BEGIN
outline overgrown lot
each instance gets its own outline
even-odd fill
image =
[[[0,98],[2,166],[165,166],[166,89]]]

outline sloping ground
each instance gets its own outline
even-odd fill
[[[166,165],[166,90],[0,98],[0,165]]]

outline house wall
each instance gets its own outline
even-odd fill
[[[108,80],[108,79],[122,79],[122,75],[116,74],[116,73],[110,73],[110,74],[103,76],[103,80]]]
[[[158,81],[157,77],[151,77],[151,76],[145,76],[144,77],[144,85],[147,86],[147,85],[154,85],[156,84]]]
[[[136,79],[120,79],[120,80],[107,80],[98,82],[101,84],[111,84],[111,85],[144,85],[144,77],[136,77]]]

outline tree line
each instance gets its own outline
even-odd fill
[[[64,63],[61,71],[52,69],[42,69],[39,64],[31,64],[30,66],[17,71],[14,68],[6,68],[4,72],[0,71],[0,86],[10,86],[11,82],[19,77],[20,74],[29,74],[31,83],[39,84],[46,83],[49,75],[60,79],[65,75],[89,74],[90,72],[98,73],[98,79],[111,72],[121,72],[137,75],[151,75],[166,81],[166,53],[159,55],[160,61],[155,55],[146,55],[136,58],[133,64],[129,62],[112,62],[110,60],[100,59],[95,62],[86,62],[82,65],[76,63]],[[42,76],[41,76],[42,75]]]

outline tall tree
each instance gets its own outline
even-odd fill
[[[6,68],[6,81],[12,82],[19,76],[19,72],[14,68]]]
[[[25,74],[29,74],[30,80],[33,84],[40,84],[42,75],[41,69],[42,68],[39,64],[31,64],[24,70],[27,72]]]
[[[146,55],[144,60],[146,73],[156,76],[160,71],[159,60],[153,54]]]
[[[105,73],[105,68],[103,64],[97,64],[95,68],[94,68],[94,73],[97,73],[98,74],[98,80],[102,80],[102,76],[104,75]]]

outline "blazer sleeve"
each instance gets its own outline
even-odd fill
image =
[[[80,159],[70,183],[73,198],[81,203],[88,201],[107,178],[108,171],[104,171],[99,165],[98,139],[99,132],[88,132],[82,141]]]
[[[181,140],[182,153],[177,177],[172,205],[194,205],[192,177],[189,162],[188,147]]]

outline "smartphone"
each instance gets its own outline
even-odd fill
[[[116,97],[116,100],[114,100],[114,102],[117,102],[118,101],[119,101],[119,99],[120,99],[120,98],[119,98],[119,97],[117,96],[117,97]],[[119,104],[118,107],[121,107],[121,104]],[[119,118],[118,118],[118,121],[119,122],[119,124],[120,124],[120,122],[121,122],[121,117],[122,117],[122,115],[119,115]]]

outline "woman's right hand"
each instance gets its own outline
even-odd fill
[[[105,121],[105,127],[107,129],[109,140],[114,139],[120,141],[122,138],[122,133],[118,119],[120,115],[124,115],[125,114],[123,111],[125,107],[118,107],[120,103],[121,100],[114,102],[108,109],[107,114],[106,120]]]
END
*Exercise directions*
Copy the data above exactly. Every line must be included.

*Exercise response*
outline overgrown lot
each instance gets its own outline
even-odd fill
image =
[[[0,98],[2,166],[165,166],[166,89]]]

outline sloping ground
each instance gets its own outline
even-odd fill
[[[166,165],[166,90],[0,98],[0,165]]]

outline house wall
each instance gets its own outline
even-odd fill
[[[108,80],[108,79],[122,79],[122,75],[116,74],[116,73],[110,73],[110,74],[103,76],[103,80]]]
[[[158,81],[157,77],[151,77],[151,76],[145,76],[144,77],[144,85],[147,86],[147,85],[154,85],[156,84]]]
[[[136,79],[120,79],[120,80],[107,80],[98,82],[101,84],[111,84],[111,85],[144,85],[144,77],[136,77]]]

outline tree line
each instance gets its own outline
even-odd fill
[[[64,63],[61,71],[52,69],[42,69],[39,64],[31,64],[30,66],[17,71],[14,68],[6,68],[4,72],[0,71],[0,86],[10,86],[11,82],[19,77],[20,74],[29,74],[31,83],[39,84],[46,83],[49,75],[60,79],[65,75],[89,74],[90,72],[98,73],[98,79],[111,72],[121,72],[137,75],[151,75],[166,81],[166,53],[159,55],[160,61],[155,55],[146,55],[136,58],[133,64],[129,62],[112,62],[110,60],[100,59],[95,62],[86,62],[82,65],[76,63]],[[42,76],[41,76],[42,75]]]

outline tall tree
each instance gets its own outline
even-odd fill
[[[6,68],[6,81],[12,82],[19,76],[19,72],[14,68]]]
[[[25,74],[29,74],[30,80],[33,84],[40,84],[42,75],[41,69],[42,68],[39,64],[31,64],[24,70],[27,72]]]
[[[146,55],[144,60],[146,73],[156,76],[160,71],[159,60],[153,54]]]
[[[105,73],[105,68],[103,64],[97,64],[95,68],[94,68],[94,73],[97,73],[98,74],[98,80],[102,80],[102,76],[104,75]]]

outline "blazer sleeve"
each instance gets its own outline
even-odd fill
image =
[[[80,159],[70,183],[73,198],[81,203],[88,201],[107,178],[108,171],[104,171],[99,165],[98,139],[99,132],[88,132],[82,141]]]
[[[181,140],[182,153],[177,177],[172,205],[194,205],[192,177],[189,162],[188,147]]]

outline "smartphone"
each instance gets its own outline
even-odd fill
[[[116,97],[116,100],[114,100],[114,102],[117,102],[118,101],[119,101],[119,99],[120,99],[120,98],[119,98],[119,97],[117,96],[117,97]],[[119,104],[118,107],[121,107],[121,104]],[[119,118],[118,118],[118,121],[119,122],[119,124],[120,124],[120,122],[121,122],[121,117],[122,117],[122,115],[119,115]]]

outline "woman's right hand"
each instance gets its own outline
even-odd fill
[[[105,121],[105,127],[107,129],[109,140],[114,139],[120,141],[122,138],[122,133],[118,119],[120,115],[124,115],[125,114],[123,111],[125,107],[118,107],[120,103],[121,100],[114,102],[108,109],[107,114],[106,120]]]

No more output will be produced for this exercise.